**Study questions**
[1] In the forum post about a husband's ADD diagnosis, how long has the writer been married?
[2] List every kind of therapy that the forum post about a husband's ADD diagnosis says the writer's son has received since he was 3 years old.
[3] Continue the forum post about a husband's ADD diagnosis from where it stops.

**Excerpt**

##########

Hi, I'll start with some background history: I've been married for 5 years now and when my husband and I first met he told me that he was diagnosed with ADD when he was a child but his mom who is diseased now said that he didn't have to take the medication prescribed. In telling me this he also said that nobody in his family knew being his father and his older sister. I figured he told me because I am his wife, he really didnt get into detail as to why he told me. But reading some of the personal experiences on this website, it seems as though he may have ADHD too or instead. I am no expert that is why I am looking for help because many time I wanted to leave my husband because he seemed to be cold and distant. He says its because I broke his heart with my behavior towards him when my behavior is because I don't want a divorce but that I am at the same time being exhausted with what I have to take on myself because he is not supportive emotionally. I must say reading the post on this website has given me hope in my marriage. There also may be a possibility that my son may have this as well, but I withheld that information about my husband when asked about family history with ADD, I wasn't sure what to say as it seemed to be a secret. My son is in an ESE program getting speech, occupational and behavioral therapy since he was 3 years old. He has an IEP if anyone is familiar with that. I was thinking of revealing this to his ESE coordinator at our upcoming evaluation because I don't want him to be ashamed as if it is something to be embarrassed about so that he can receive the help he needs throughout his life. Also because I see my husband now and how he may very well be in denial that he needs help. I just want to do what I can to be supportive as well as educated so that I don't burn myself out or rehash things that don't need to be repeated and look to a divorce as the only way out. So does anyone have any suggestions as to where I should start, my husband was diagnosed with ADD but this forum addresses ADHD and alot of what is shared here I can relate to in my marriage. Also this is something I can't discuss with his doctor because he doesn't have regular appointment, he just received health insurance at his job. My son has his own health insurance and I dont have medical insurance but receive the help I can get through the VA. Thank you in advance.

##########

Stored data entries
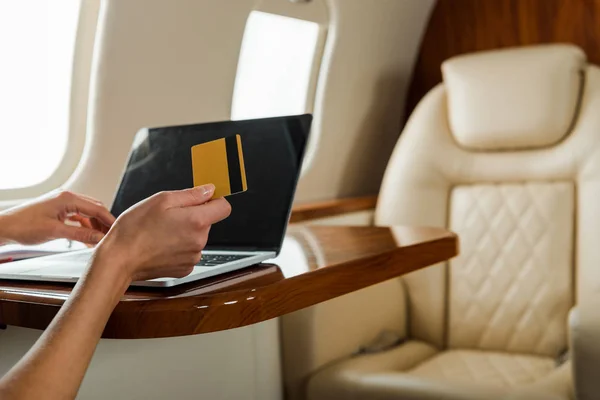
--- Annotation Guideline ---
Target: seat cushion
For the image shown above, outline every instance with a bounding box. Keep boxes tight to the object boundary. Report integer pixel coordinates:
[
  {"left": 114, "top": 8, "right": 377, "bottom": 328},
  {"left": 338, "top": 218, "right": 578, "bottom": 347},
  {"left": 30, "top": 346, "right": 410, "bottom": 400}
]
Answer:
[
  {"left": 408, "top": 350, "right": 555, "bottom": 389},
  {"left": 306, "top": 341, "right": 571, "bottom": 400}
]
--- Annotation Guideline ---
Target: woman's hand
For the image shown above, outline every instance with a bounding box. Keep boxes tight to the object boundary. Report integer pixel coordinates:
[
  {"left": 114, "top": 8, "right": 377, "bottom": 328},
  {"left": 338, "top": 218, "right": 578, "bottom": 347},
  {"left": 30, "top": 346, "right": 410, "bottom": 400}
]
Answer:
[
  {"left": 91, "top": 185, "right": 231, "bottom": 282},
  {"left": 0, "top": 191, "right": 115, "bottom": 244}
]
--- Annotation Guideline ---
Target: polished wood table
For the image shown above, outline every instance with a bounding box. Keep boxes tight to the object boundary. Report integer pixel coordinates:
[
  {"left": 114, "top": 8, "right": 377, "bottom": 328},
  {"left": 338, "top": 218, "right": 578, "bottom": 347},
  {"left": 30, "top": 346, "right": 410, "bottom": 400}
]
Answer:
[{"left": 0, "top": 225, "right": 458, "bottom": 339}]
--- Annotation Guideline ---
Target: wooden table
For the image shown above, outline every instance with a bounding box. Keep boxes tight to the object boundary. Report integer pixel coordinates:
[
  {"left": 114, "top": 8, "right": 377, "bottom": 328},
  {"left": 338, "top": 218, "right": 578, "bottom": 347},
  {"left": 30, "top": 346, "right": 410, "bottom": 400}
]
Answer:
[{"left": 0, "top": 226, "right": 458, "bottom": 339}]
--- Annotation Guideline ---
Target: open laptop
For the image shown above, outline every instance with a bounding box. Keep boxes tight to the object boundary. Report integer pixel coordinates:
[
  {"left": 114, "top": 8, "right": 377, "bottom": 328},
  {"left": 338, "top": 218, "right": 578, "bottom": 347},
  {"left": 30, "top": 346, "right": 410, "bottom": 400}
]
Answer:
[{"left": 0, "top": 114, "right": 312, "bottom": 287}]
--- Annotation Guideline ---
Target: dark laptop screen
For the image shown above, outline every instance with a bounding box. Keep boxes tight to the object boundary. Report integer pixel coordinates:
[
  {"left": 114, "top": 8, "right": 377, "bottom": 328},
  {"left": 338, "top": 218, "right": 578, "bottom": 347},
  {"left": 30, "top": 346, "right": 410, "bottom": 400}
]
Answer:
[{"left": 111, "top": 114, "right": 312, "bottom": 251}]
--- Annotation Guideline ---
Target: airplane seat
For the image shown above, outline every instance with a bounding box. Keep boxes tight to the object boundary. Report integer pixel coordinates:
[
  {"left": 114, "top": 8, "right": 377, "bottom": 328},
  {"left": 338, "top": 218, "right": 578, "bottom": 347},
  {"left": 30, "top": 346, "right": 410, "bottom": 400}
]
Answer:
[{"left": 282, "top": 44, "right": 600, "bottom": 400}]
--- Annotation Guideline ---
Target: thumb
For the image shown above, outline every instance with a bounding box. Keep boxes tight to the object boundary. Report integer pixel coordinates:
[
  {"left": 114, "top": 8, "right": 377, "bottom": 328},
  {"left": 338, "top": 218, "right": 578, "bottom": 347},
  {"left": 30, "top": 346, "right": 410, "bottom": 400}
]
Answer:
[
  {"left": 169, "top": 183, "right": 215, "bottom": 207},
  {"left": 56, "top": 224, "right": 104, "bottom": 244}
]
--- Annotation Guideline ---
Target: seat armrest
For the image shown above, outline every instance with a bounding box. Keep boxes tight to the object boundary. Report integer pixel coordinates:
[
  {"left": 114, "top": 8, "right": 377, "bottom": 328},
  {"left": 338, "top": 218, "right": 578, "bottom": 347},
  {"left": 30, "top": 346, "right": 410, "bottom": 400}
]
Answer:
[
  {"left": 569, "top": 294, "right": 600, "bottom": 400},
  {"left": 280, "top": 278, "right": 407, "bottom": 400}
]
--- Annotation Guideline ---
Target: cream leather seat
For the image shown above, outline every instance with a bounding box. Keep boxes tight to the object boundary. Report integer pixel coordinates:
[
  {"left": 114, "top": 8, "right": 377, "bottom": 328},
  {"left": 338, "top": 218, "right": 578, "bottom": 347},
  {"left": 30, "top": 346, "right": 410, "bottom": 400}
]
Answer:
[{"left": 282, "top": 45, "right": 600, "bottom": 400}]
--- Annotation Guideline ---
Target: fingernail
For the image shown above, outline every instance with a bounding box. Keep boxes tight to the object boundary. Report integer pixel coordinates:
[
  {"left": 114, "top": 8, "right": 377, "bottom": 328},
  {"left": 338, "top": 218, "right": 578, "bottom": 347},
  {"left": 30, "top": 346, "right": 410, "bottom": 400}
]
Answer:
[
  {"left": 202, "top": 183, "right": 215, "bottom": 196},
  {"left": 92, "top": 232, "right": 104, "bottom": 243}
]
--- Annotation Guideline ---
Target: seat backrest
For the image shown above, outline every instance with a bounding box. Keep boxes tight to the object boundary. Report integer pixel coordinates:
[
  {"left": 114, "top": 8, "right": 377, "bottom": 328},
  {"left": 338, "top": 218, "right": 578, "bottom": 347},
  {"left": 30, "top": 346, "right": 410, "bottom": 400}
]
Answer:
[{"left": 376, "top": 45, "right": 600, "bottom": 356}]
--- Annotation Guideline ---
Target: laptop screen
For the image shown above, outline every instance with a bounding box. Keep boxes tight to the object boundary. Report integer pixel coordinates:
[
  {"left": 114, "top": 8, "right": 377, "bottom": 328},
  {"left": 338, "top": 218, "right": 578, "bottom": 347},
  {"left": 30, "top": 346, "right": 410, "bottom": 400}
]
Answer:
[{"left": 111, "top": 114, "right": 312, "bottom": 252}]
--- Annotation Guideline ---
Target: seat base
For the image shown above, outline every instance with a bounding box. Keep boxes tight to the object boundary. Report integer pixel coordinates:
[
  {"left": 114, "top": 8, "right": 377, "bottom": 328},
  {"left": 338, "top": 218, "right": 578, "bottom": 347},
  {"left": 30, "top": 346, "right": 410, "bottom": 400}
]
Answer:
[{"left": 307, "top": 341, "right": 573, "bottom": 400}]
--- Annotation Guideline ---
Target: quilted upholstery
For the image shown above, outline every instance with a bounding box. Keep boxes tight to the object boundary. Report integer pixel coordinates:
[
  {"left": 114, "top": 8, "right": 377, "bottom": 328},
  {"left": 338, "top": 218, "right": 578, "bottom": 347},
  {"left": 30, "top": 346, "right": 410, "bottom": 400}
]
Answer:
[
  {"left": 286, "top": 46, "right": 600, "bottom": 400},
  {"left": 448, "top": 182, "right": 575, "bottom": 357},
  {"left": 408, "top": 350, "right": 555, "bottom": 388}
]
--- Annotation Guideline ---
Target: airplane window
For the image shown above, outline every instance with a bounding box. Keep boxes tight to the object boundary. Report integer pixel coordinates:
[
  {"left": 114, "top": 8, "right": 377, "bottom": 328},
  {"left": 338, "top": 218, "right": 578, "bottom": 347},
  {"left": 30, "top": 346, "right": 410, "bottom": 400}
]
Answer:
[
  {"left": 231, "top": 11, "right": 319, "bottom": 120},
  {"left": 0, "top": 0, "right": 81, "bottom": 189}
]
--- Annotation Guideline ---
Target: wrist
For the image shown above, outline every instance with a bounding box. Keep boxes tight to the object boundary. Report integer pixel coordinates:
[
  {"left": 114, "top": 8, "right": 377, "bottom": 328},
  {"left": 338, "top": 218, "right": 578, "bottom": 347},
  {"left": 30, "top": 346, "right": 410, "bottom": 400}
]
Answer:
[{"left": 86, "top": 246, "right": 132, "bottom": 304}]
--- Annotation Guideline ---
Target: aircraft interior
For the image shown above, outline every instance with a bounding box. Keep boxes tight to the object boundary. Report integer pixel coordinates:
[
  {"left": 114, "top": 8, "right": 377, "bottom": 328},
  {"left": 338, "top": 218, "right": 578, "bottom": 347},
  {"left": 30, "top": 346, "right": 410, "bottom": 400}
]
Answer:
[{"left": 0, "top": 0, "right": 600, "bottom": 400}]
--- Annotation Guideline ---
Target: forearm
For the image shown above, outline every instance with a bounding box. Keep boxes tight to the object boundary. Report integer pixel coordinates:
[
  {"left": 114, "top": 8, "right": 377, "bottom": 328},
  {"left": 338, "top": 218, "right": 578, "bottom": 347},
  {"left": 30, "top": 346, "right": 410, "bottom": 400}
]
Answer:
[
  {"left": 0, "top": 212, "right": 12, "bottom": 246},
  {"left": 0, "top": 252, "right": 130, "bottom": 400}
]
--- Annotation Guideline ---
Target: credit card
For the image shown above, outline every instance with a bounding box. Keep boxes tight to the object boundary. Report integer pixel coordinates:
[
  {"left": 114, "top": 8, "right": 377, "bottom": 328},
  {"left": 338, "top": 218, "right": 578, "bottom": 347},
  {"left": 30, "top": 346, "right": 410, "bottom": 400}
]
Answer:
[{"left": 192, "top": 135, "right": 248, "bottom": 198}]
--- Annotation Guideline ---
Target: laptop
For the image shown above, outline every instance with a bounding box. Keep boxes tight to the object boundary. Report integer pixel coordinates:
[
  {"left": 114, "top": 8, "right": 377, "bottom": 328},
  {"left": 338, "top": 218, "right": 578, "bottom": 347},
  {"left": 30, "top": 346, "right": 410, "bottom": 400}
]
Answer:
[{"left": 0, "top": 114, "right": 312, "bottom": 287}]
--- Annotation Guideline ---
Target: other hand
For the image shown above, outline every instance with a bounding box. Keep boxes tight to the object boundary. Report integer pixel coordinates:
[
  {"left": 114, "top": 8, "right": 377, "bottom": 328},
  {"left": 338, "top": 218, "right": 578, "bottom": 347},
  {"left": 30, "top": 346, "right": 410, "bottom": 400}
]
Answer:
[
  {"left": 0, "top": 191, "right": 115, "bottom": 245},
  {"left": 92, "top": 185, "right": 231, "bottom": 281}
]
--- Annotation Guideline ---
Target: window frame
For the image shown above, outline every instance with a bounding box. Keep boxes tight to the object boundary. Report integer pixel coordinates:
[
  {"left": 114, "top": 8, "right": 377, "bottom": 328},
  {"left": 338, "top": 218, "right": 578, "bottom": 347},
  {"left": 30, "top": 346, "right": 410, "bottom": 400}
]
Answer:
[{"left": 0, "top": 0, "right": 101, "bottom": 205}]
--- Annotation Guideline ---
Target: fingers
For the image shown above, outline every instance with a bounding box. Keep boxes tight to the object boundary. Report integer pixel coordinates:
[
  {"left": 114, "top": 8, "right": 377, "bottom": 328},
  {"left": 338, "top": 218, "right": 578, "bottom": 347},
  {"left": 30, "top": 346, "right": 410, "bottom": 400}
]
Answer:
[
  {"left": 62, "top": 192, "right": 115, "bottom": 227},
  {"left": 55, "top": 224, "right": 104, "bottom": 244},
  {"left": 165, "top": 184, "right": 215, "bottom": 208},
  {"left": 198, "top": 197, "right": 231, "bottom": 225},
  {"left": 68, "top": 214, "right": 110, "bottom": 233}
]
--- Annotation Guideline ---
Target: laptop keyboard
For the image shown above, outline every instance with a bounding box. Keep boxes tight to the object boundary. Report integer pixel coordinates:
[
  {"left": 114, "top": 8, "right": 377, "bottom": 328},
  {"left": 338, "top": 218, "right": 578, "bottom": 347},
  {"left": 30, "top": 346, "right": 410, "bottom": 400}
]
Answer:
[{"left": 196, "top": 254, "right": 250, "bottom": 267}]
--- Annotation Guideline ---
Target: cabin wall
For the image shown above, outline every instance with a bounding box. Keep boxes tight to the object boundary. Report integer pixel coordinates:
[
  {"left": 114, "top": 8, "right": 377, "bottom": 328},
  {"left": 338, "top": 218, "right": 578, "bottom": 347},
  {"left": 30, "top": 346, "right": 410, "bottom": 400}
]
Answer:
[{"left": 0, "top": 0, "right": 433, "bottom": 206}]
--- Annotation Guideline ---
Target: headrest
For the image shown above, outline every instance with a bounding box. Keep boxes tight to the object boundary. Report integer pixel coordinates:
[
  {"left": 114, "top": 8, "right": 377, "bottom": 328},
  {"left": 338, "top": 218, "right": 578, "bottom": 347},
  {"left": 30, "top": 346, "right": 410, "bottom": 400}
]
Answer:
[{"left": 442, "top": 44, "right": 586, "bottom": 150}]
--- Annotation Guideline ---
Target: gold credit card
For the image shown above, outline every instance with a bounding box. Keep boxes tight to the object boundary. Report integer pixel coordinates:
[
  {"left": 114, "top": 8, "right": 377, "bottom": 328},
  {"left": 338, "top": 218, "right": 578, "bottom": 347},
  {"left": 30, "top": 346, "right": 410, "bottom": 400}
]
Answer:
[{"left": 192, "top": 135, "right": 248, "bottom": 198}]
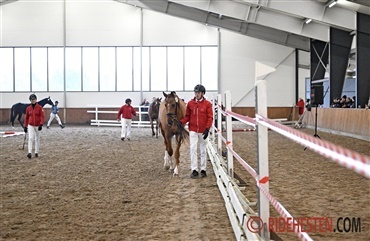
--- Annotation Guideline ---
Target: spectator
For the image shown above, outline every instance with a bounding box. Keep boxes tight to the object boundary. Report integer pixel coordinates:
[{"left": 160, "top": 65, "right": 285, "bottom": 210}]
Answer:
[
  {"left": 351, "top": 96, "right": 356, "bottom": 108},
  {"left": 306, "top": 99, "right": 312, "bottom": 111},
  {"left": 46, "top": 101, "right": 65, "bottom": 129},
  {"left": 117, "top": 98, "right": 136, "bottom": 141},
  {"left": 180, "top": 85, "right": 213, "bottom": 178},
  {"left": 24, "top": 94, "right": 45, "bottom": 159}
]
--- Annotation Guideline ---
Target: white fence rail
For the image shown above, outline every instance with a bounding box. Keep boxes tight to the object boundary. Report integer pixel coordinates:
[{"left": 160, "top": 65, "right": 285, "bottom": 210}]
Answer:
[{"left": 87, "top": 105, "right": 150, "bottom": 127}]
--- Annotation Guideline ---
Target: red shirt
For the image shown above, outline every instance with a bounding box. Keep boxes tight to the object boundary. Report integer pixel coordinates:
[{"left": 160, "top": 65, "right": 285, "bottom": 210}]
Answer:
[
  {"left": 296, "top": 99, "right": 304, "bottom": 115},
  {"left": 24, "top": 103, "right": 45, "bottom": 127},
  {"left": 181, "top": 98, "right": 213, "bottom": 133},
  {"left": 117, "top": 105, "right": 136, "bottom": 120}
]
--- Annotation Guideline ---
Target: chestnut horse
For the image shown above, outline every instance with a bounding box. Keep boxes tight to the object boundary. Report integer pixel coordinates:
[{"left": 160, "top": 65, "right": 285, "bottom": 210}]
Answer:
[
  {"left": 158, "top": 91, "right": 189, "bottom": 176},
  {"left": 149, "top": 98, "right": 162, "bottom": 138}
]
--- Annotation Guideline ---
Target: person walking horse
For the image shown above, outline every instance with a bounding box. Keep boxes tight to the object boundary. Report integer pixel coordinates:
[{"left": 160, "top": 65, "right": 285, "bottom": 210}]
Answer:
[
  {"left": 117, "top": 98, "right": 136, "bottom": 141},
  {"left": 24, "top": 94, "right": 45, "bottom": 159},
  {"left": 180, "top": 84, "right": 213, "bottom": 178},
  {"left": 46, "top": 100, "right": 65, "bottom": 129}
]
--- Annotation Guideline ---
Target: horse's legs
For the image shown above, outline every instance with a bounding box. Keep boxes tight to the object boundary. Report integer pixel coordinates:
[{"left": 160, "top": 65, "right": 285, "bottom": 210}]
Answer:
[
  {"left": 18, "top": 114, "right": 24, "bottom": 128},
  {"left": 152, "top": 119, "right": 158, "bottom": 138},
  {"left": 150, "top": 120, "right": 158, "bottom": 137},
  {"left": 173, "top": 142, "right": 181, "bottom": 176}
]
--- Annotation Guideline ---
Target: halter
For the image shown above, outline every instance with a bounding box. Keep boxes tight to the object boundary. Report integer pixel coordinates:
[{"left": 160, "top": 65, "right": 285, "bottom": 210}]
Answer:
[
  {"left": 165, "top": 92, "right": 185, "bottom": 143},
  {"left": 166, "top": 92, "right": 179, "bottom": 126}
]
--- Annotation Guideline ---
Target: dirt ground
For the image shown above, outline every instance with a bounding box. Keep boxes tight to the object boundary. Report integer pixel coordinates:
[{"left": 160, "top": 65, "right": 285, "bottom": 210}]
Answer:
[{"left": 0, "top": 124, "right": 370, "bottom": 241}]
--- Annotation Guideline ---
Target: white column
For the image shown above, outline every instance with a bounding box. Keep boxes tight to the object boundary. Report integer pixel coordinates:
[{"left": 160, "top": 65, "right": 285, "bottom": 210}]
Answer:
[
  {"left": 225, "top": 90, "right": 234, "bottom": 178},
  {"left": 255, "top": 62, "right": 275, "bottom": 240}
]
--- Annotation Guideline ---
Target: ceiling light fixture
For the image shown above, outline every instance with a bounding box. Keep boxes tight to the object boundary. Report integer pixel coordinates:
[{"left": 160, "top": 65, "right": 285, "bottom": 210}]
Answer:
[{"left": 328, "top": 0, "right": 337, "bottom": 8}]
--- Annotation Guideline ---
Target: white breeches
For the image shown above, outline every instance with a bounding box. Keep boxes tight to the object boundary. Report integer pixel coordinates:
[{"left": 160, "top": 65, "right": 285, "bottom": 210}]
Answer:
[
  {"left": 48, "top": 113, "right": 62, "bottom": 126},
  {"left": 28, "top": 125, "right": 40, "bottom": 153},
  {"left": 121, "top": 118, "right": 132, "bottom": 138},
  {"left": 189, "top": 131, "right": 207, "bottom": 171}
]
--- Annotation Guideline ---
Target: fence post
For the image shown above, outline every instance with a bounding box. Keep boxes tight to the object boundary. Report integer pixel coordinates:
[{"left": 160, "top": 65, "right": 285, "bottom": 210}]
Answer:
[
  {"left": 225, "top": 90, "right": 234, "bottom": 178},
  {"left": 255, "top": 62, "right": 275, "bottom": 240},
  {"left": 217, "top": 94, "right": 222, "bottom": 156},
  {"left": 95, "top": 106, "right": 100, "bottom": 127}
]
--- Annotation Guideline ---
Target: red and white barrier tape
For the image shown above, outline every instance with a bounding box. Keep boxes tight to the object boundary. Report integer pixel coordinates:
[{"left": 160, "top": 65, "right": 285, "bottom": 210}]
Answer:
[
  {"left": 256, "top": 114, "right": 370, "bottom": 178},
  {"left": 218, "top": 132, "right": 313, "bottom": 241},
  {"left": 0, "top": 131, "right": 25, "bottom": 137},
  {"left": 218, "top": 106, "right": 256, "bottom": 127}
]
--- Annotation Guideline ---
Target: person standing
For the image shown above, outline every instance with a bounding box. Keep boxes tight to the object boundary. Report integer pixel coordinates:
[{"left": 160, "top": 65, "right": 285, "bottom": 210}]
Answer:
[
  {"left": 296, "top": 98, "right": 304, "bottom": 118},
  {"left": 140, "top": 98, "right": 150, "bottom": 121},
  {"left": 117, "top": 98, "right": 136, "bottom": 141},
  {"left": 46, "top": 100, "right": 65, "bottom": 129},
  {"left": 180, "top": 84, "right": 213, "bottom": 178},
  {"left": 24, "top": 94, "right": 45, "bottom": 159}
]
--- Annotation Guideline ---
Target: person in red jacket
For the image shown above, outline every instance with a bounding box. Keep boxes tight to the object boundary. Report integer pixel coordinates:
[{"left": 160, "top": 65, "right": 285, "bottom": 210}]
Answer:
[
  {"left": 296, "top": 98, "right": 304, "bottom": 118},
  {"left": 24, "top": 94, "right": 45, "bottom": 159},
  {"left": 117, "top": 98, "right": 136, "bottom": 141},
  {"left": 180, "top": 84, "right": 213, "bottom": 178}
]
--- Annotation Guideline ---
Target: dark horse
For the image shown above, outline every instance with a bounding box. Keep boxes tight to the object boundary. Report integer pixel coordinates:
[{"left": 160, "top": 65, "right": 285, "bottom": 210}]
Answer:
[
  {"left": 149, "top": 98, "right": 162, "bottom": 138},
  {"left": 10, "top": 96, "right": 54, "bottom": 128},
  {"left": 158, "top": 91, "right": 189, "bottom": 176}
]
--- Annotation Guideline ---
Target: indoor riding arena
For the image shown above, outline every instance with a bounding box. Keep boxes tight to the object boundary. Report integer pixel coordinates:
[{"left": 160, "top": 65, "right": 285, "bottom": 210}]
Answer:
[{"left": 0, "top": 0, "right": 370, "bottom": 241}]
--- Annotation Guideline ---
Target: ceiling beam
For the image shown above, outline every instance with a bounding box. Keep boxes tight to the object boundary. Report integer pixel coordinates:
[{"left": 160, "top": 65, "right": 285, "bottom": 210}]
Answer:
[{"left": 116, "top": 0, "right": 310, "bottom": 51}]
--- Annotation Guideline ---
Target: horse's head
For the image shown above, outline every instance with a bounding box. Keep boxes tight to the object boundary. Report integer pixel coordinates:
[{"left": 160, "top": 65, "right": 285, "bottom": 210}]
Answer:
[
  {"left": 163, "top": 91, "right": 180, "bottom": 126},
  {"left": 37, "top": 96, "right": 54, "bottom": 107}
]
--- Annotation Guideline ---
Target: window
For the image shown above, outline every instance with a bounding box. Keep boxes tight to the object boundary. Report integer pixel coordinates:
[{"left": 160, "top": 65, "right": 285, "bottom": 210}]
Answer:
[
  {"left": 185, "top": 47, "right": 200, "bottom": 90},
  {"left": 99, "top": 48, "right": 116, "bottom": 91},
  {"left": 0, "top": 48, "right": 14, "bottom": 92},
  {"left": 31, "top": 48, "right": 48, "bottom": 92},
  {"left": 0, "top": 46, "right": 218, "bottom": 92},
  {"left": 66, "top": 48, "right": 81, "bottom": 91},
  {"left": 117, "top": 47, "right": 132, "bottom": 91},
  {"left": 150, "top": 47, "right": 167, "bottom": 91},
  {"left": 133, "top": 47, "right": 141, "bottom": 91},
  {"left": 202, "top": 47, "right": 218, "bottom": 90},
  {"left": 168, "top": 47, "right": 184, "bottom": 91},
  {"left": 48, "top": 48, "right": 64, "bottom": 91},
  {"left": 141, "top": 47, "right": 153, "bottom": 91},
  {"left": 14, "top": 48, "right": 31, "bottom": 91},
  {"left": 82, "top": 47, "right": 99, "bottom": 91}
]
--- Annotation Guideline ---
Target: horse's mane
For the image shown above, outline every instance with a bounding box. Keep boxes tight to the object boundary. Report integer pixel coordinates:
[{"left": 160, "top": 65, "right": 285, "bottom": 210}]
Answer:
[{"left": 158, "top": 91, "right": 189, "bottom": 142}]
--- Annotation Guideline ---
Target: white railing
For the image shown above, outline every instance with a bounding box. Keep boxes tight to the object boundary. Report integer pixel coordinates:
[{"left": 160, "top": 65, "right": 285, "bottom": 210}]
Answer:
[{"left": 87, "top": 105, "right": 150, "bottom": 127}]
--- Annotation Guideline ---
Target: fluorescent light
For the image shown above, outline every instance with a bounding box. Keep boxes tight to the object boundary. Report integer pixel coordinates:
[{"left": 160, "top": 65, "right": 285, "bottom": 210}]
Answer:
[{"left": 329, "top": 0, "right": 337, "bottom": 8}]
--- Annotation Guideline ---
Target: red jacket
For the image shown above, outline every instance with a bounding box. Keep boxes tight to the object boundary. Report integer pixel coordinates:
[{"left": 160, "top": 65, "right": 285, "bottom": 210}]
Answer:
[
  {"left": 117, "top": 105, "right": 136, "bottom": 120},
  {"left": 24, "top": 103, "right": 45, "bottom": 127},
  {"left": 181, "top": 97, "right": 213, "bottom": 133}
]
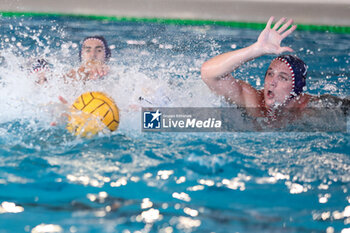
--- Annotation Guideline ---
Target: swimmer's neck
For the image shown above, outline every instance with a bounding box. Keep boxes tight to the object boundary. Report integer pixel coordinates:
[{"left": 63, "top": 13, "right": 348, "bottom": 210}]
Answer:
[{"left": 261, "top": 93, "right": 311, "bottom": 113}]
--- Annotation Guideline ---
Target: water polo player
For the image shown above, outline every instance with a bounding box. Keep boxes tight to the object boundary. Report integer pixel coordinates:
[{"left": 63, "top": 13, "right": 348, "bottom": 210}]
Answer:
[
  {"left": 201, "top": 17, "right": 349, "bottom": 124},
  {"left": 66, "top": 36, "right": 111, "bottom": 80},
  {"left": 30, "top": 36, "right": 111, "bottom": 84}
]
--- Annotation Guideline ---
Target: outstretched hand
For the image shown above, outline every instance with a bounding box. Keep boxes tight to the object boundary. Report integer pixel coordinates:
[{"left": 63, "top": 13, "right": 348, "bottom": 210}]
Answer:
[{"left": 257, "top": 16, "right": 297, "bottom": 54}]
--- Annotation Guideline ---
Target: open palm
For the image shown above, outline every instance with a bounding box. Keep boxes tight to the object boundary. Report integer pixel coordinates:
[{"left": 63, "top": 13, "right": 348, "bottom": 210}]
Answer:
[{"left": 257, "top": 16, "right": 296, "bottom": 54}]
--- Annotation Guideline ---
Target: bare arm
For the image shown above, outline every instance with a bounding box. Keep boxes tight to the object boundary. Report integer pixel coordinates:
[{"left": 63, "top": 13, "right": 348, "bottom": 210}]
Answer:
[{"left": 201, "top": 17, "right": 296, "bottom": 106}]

##########

**Responses to the tasks**
[1] Five years.

[2] Speech therapy, occupational therapy, and behavioral therapy.

[3]
terms and degrees
Submitted by gardener447 on
Hi, You'll need a couple of books, library if you can get something RECENT and geared to adults as well as kids, other wise buy them even if you have to forego something else. ADHD is the preferred medical term. But many adults don't have the "H" part. There's three components to ADHD and most folks have a "dominant" characteristic (my guy's is inattention) but some factors of the other two. You can have it without hyperactivity. I prefer to use the term ADD because my guy doesn't exhibit physical hyperactivity, but it sure is in his mind! Read all the articles and Melissa's blog posts, google "what is adult ADHD" and read reputable webites such as Mayo Clinic, etc. and you'll get a better understanding. I'm not clear on your comment "I can't discuss this with his doctor because he doesn't have a regular appointment, he just received health insurance at his job." Is the health insurance not effective yet? I think it is AWESOME that you found hope on this website, many people have experiences you can learn from and strategies to try, and help keeping a good frame of mind. Some folks are turned off by the "venting" but I find it is helpful to know it's not just me. I'm not crazy. Good luck!
Sorry for the confusion, his
Submitted by Nov0281 on
Sorry for the confusion, his insurance is effective but its complicated :o). I think its a good idea to do the research first as you stated by going to the library and so forth. This forum has been a great place to start. Thanks so much for taking the time to read and reply to my post!
Understanding ADD
Submitted by ADDSurvivor on
I think it's great that you're reaching out. As the other commentator said, doing some reading will build your knowledge. You should be able to get books through the library. There are a lot out there. After turbulent early years and about two years of counseling, my partner and I are very happy together. We've both come a long way. As for your son, I think it's important that children with ADD get support early. My partner has said over and over again that he wished he had had help dealing with his ADD when he was a child. In those days, however, ADD was not even a diagnosis. He lived with shame and confusion because he just couldn't meet up to people's expectations and he didn't know what to do about it. Good luck!
Yes, I was so excited when I
Submitted by Nov0281 on
Yes, I was so excited when I found this site. Although I am not on here as often as I would like to be, starting with this post has been a motivator to take one step at a time. I think it is a good idea to start at the library and do some research and continuing to read the post on this site. Thanks so much for taking the time to read and reply to my post.